→ **WHAT NEEDS TO BE DONE**
Write out the records from the beginning through the line with "Inside and outside", swapping "instance" for "occurrence" and leaving everything else unchanged.

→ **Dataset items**
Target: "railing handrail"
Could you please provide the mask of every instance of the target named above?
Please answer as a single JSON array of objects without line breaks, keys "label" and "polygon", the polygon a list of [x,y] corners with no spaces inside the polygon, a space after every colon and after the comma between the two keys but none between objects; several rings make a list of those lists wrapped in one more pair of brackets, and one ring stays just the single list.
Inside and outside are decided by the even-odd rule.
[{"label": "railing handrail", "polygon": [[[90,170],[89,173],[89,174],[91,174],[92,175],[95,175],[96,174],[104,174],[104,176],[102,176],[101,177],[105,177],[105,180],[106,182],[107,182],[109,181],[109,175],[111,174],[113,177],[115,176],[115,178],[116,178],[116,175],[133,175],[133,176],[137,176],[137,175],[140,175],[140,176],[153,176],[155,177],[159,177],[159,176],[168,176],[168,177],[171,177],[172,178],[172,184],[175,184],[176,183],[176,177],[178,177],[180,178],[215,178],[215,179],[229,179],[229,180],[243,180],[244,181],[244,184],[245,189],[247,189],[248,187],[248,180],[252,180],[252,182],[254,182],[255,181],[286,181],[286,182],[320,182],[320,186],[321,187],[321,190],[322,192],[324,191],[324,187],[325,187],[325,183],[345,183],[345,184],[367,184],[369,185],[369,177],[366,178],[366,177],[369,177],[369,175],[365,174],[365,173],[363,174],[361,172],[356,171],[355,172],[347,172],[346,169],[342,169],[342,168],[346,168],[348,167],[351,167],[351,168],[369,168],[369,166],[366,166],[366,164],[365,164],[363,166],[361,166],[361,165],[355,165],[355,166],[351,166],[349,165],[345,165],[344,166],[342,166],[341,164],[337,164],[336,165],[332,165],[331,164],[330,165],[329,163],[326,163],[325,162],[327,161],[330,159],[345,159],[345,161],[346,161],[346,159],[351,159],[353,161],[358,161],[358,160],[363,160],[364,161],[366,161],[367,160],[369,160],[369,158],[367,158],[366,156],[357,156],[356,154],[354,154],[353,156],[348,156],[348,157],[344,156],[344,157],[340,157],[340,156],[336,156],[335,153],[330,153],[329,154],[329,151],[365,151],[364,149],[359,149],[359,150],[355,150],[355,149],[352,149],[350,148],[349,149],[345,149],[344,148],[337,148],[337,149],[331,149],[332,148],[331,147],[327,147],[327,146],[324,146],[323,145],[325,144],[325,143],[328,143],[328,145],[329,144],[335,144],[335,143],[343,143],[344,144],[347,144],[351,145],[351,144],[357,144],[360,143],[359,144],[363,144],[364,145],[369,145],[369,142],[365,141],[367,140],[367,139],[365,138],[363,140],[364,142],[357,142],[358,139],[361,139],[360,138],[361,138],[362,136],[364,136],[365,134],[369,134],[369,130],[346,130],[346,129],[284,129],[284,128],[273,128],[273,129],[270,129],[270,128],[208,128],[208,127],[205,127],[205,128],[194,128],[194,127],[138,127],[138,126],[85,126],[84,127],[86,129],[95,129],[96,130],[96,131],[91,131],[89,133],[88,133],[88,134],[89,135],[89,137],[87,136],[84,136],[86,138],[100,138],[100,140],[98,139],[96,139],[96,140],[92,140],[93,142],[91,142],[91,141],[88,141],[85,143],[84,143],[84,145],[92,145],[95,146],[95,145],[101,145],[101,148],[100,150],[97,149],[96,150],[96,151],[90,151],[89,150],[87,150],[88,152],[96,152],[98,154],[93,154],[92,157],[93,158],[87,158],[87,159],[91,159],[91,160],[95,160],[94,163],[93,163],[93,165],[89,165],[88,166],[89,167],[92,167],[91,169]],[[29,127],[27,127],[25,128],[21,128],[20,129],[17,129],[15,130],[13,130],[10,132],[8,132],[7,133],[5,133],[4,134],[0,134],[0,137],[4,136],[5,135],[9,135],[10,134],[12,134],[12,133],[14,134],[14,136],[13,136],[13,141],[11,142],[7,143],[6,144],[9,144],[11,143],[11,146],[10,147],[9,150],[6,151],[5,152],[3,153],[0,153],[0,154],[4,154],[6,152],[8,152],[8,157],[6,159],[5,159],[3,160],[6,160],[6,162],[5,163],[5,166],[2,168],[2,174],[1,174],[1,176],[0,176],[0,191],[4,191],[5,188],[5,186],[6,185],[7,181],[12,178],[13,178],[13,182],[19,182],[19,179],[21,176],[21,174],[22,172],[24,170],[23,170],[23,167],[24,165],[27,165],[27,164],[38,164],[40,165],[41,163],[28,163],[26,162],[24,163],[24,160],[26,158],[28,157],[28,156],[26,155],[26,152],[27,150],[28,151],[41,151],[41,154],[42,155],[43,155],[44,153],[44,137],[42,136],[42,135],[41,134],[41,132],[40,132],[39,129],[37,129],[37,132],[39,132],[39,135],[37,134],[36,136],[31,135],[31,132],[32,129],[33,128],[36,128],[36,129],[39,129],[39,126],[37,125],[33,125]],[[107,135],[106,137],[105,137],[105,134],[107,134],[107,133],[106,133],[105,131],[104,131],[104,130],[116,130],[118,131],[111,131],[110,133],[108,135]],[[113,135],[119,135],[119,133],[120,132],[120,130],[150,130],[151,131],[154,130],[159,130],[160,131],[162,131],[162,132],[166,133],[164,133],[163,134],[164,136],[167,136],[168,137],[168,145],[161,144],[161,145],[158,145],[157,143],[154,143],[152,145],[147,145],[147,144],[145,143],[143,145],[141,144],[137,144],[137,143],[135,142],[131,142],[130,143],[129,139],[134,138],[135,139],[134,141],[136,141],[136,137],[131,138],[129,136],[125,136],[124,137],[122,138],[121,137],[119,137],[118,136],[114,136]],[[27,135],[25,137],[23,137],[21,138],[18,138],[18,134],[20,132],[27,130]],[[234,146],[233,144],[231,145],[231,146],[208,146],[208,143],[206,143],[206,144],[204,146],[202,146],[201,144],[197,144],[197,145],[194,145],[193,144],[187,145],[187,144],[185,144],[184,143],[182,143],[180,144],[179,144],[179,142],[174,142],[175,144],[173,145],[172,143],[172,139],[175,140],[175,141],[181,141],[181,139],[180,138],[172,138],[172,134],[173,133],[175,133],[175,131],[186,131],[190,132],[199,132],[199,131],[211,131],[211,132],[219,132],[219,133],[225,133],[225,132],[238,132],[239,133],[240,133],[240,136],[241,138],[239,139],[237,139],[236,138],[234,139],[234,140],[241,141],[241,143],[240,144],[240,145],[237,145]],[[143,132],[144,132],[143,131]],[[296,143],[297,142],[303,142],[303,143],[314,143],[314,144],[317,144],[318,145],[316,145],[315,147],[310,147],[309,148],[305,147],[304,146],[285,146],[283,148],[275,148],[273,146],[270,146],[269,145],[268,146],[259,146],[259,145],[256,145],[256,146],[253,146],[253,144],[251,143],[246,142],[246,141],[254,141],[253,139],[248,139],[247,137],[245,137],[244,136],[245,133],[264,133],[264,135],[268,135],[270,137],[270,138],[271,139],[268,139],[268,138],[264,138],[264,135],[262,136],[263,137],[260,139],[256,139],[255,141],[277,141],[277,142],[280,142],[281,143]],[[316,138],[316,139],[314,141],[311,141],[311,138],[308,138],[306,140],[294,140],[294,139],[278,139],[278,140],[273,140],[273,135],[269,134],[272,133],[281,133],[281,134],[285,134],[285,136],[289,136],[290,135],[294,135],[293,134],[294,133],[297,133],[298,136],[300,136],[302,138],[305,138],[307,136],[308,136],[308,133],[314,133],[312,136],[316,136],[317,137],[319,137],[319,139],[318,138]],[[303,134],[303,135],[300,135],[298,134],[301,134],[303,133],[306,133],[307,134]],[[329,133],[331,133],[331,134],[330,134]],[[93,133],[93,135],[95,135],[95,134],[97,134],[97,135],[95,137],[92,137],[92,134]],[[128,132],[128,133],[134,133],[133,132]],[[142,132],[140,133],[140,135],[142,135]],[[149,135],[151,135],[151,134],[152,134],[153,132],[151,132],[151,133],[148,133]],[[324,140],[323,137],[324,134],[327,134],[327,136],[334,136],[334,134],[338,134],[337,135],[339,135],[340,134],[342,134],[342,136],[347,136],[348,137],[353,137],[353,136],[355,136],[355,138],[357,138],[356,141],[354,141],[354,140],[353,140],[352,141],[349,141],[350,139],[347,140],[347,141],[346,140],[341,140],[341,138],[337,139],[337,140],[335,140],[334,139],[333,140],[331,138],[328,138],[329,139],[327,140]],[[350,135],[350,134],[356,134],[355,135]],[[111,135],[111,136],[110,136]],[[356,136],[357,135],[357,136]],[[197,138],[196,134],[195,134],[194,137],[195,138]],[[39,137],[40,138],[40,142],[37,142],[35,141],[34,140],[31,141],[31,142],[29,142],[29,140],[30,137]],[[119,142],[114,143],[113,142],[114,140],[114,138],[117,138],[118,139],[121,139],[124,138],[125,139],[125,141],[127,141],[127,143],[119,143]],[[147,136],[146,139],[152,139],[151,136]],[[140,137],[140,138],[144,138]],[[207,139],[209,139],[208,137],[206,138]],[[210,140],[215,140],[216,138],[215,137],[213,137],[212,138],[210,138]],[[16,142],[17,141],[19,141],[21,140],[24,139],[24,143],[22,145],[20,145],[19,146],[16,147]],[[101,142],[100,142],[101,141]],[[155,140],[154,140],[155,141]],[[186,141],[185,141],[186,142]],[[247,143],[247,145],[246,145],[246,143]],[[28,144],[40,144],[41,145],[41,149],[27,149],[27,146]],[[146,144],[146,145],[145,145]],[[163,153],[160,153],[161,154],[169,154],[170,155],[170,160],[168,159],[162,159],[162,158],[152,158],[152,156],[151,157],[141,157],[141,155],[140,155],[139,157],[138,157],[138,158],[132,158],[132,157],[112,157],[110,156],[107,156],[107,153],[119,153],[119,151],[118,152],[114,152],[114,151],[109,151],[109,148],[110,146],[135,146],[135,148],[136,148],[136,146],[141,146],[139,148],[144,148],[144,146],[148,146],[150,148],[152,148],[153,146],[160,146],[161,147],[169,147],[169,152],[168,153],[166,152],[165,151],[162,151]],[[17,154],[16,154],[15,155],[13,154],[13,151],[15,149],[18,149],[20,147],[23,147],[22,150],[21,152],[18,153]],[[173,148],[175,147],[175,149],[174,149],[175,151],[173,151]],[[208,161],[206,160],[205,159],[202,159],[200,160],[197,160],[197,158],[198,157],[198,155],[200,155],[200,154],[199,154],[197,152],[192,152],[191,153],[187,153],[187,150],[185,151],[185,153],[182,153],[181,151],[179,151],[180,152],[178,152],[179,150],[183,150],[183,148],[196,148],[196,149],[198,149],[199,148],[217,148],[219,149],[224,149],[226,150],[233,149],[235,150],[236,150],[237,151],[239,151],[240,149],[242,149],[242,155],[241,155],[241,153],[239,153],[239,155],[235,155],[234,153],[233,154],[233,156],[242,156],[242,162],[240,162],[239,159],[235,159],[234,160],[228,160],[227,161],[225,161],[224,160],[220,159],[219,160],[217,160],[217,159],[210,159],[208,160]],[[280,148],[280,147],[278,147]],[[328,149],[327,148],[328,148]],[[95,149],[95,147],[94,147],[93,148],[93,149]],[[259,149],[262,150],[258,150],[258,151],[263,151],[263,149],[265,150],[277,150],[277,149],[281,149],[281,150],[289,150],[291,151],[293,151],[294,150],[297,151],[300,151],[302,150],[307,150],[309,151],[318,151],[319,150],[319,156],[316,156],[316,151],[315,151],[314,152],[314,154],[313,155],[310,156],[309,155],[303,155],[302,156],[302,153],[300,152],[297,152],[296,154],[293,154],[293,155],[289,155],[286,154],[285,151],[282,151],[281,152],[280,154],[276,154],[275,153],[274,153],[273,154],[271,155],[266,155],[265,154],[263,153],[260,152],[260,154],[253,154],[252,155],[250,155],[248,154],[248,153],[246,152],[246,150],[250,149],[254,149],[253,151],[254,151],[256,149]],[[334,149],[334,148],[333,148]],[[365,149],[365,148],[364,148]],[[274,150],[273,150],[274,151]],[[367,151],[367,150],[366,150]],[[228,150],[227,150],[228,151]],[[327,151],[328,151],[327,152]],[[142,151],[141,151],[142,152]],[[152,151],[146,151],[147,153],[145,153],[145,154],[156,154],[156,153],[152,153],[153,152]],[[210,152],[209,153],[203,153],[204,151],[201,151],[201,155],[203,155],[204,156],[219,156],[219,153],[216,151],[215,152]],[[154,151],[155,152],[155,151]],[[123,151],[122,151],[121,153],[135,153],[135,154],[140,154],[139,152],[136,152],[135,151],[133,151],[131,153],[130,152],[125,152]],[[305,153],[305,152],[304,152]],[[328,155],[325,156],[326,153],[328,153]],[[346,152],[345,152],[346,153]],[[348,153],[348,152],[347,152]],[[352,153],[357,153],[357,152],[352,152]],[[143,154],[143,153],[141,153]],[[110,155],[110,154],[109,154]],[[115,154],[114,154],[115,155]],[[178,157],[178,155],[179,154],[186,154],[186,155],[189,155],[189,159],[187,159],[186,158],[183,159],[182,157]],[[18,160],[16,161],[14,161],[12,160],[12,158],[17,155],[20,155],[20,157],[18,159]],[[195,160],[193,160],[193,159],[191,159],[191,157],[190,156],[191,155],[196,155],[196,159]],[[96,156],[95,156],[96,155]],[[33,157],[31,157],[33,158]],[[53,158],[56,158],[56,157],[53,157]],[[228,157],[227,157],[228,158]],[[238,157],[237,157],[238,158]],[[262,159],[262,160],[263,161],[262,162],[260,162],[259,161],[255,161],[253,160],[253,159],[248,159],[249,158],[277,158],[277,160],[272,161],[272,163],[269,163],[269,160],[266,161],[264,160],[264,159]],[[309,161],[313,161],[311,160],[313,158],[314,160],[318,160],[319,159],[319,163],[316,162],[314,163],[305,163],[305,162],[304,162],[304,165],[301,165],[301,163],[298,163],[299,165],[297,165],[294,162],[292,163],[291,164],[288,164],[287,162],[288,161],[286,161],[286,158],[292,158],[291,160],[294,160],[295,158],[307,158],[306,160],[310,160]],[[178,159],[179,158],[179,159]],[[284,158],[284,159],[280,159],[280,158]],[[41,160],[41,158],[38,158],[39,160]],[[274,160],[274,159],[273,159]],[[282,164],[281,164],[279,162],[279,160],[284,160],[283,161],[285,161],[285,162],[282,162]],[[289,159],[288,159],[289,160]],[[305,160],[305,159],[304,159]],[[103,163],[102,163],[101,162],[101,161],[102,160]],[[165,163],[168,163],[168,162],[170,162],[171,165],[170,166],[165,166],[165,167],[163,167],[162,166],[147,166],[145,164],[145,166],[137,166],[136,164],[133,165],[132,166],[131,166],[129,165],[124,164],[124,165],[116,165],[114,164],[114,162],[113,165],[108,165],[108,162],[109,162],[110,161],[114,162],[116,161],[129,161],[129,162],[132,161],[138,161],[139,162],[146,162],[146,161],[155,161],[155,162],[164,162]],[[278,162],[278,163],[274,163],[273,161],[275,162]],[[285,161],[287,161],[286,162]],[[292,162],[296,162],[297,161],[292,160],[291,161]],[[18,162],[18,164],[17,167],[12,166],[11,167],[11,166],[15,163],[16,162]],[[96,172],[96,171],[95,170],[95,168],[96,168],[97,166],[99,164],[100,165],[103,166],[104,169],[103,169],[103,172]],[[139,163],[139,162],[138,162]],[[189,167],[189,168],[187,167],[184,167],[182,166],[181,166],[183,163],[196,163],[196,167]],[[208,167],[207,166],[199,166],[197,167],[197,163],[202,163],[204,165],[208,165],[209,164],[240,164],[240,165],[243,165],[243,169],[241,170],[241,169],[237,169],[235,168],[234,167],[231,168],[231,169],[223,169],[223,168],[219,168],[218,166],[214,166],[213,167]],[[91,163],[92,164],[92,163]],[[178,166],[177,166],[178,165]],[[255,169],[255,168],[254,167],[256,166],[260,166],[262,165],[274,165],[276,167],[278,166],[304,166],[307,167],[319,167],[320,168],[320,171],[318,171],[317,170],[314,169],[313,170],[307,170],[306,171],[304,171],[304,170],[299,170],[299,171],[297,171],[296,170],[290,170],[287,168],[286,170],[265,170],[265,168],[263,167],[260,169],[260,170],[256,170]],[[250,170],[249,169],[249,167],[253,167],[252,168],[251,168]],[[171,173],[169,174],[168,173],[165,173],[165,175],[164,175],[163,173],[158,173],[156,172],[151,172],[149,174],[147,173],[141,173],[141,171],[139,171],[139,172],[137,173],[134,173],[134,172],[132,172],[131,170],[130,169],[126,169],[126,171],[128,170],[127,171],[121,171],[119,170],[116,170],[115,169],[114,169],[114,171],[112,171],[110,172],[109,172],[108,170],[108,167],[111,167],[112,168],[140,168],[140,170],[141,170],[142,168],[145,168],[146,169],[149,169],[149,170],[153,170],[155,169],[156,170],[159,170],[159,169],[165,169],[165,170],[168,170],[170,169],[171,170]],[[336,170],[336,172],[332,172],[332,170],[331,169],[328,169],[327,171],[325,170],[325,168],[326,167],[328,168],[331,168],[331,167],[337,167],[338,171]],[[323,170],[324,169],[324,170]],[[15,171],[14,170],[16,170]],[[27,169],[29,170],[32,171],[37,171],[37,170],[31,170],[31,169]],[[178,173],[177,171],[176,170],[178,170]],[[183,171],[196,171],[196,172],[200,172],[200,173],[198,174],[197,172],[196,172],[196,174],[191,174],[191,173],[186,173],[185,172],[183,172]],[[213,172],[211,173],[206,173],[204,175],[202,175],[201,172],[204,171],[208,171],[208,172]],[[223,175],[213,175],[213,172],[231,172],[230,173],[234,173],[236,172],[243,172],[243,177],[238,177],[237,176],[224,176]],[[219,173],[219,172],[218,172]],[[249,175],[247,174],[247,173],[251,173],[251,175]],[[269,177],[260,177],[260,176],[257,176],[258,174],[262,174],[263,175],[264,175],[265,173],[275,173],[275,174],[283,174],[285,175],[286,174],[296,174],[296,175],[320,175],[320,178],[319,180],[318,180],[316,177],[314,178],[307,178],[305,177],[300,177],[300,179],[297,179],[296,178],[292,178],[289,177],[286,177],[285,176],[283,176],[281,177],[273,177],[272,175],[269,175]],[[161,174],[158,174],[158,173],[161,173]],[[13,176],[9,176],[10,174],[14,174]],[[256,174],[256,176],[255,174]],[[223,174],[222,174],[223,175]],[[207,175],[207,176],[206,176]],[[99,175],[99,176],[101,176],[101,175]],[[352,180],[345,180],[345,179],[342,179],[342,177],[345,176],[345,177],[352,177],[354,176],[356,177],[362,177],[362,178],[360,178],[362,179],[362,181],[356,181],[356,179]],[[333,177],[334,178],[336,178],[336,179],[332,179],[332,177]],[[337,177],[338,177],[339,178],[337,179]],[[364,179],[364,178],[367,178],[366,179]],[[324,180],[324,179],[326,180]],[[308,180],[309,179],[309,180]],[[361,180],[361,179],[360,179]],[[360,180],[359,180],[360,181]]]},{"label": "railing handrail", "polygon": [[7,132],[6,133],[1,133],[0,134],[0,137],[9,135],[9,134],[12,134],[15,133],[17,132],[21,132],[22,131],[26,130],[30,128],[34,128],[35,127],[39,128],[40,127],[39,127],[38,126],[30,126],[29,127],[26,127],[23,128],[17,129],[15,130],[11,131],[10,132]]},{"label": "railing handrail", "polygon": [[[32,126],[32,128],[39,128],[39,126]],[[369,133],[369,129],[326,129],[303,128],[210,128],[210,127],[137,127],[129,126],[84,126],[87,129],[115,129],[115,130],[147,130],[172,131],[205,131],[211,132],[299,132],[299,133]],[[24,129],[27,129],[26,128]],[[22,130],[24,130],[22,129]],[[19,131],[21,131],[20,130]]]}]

→ **SOLUTION FOR THIS EXERCISE**
Target: "railing handrail"
Could you please provide the mask of every occurrence of the target named above?
Please answer as a single JSON array of objects without line breaks, keys "label" and "polygon", the polygon a list of [x,y] corners with no spaces inside the polygon, a space after every colon and after the comma between the two keys but none between objects; several rings make a list of those lists wrapped in one more pair of brackets, and one ring stays just the single list.
Inside and outside are decided by the even-odd rule.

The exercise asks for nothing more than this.